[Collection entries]

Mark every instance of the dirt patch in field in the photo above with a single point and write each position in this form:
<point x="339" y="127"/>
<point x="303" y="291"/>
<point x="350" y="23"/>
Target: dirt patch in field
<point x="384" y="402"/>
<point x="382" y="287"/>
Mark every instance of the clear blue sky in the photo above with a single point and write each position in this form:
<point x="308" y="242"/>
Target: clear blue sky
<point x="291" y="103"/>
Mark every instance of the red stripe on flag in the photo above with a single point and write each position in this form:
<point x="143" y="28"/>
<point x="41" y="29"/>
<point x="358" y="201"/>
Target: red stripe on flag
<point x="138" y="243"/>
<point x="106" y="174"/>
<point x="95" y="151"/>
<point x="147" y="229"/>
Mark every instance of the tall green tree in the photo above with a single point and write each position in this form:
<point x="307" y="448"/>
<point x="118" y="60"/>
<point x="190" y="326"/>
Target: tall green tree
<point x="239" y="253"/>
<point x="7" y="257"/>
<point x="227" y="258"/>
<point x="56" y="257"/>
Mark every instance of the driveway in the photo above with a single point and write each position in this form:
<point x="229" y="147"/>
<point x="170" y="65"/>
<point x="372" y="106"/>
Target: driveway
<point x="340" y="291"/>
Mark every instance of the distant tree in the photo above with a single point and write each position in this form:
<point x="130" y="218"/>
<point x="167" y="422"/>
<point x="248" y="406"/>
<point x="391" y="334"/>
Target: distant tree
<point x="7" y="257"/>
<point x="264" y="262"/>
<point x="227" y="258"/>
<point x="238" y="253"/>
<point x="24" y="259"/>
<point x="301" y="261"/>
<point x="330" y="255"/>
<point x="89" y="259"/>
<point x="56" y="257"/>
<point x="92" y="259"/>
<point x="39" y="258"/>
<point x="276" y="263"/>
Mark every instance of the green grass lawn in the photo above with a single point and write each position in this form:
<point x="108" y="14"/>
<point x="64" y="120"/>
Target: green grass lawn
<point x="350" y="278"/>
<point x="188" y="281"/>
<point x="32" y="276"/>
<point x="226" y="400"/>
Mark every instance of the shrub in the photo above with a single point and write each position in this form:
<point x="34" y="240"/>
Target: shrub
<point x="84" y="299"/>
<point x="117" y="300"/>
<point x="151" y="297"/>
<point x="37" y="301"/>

**AIM OF THE TASK:** Write the records out again. Each one must match exactly.

**OUTPUT:**
Mark every instance of the dirt patch in field in the photo above with a single point and write each position in this form:
<point x="339" y="127"/>
<point x="303" y="291"/>
<point x="350" y="23"/>
Target: dirt patch in field
<point x="384" y="402"/>
<point x="382" y="287"/>
Mark every instance of the clear blue sky in the photo above with a single point and write each position in this form:
<point x="308" y="242"/>
Target: clear blue sky
<point x="291" y="103"/>
Mark every instance of the red stripe on flag in the photo above with a single point and write each position in this form:
<point x="143" y="28"/>
<point x="41" y="29"/>
<point x="358" y="201"/>
Target: red stripe on flag
<point x="138" y="243"/>
<point x="106" y="174"/>
<point x="95" y="151"/>
<point x="147" y="229"/>
Mark every instance of the tall green tree in the photo above with a single point and write each position in this form:
<point x="307" y="448"/>
<point x="118" y="60"/>
<point x="190" y="326"/>
Target: tall green tree
<point x="239" y="253"/>
<point x="7" y="257"/>
<point x="227" y="258"/>
<point x="56" y="257"/>
Mark every instance of the driveway in the photo above with a single point and write each position in this form:
<point x="229" y="147"/>
<point x="170" y="65"/>
<point x="372" y="106"/>
Target: driveway
<point x="340" y="291"/>
Mark every instance of the distant tree in the photo above with a single point and write each position in this form:
<point x="130" y="218"/>
<point x="167" y="422"/>
<point x="248" y="406"/>
<point x="391" y="334"/>
Target: distant tree
<point x="7" y="257"/>
<point x="264" y="262"/>
<point x="227" y="258"/>
<point x="238" y="253"/>
<point x="24" y="259"/>
<point x="301" y="261"/>
<point x="330" y="255"/>
<point x="89" y="259"/>
<point x="56" y="257"/>
<point x="92" y="259"/>
<point x="39" y="258"/>
<point x="276" y="263"/>
Mark every instance of the green grass lawn in the photo above with a single point and write each position in this form:
<point x="108" y="14"/>
<point x="64" y="120"/>
Target: green grass lawn
<point x="350" y="278"/>
<point x="188" y="281"/>
<point x="32" y="276"/>
<point x="226" y="400"/>
Mark every instance of the shrub in the photo above with a single point and write each position in this form:
<point x="34" y="240"/>
Target: shrub
<point x="84" y="299"/>
<point x="117" y="300"/>
<point x="151" y="297"/>
<point x="37" y="301"/>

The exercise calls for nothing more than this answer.